Reproduce the rows that begin with the line containing "Target: small motorboat" and end with the line containing "(1337, 440)", swapping "dock" for "pier" and leaving everything else unchanged.

**Input rows**:
##############################
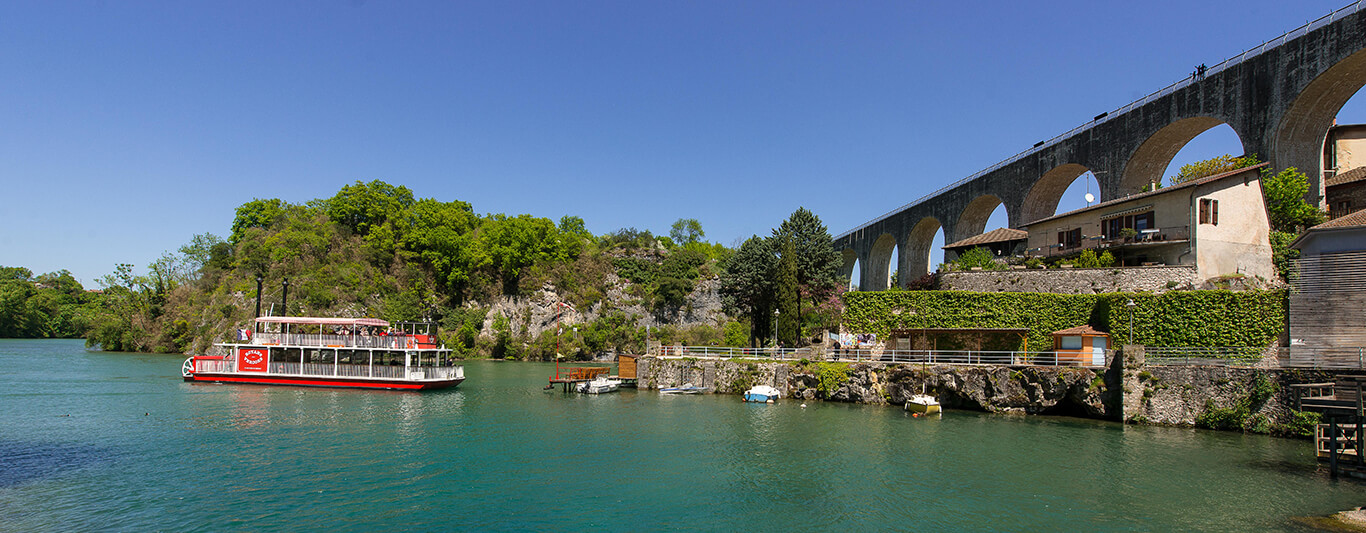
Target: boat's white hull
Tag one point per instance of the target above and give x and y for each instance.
##############################
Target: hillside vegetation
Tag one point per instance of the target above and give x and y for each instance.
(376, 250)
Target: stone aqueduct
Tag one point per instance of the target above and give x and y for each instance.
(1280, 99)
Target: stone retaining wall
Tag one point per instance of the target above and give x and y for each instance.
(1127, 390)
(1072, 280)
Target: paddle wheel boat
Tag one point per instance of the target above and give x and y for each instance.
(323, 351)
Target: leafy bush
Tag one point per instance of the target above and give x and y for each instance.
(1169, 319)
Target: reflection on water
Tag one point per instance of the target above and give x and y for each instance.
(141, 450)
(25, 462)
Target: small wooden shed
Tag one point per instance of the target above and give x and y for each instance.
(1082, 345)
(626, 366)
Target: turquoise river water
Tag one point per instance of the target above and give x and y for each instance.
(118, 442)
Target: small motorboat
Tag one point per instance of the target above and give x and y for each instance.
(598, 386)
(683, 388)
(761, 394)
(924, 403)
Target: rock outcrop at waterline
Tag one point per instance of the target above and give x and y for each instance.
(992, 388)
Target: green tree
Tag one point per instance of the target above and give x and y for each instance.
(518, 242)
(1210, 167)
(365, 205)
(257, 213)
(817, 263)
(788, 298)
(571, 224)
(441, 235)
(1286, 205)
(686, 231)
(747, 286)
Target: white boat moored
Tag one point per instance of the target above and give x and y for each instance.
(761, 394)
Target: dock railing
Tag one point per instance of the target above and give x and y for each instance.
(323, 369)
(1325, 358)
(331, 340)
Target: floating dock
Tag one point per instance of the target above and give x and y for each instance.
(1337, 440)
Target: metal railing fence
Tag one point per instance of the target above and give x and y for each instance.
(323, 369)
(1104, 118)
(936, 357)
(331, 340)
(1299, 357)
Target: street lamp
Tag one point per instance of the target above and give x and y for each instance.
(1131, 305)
##############################
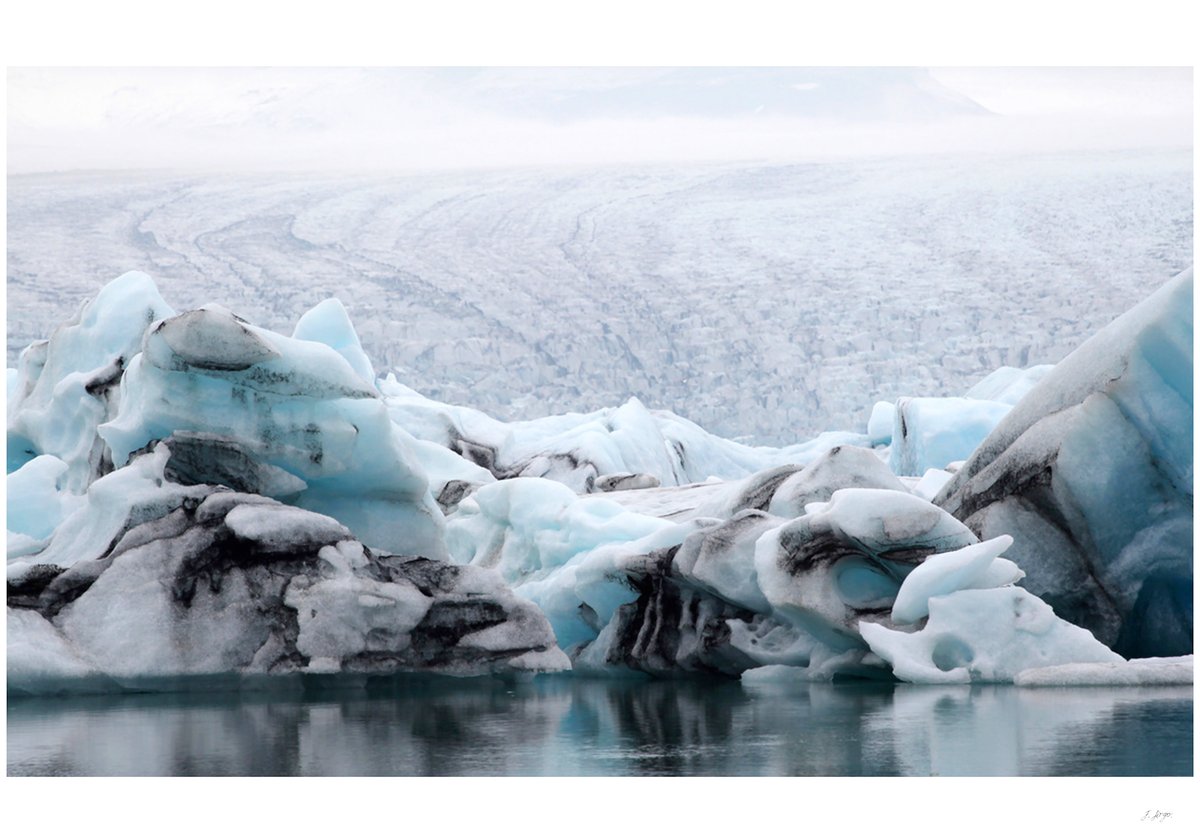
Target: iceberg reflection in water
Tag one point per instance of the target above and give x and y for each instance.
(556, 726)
##############################
**Response to this exercise**:
Target: small motorboat
Tag one point per instance of the target above and give x and y for each instance.
(598, 386)
(683, 388)
(761, 394)
(924, 403)
Target: rock outcrop at waterline
Tag one point per instance of the target above and give x and y for each instance.
(992, 388)
Target: green tree
Tag one point per instance of the target above and give x and y for each instance.
(518, 242)
(1210, 167)
(365, 205)
(257, 213)
(817, 263)
(788, 298)
(571, 224)
(441, 235)
(1286, 205)
(686, 231)
(747, 286)
Target: white boat moored
Tag one point per instance of the target above and give x and y for each instance.
(761, 394)
Target: pier railing
Tag one point per instance of the target above and give x and y for each instance.
(323, 369)
(1325, 358)
(331, 340)
Target: floating pier
Tag one point per instance of the target above and give x and y for each instance.
(1337, 440)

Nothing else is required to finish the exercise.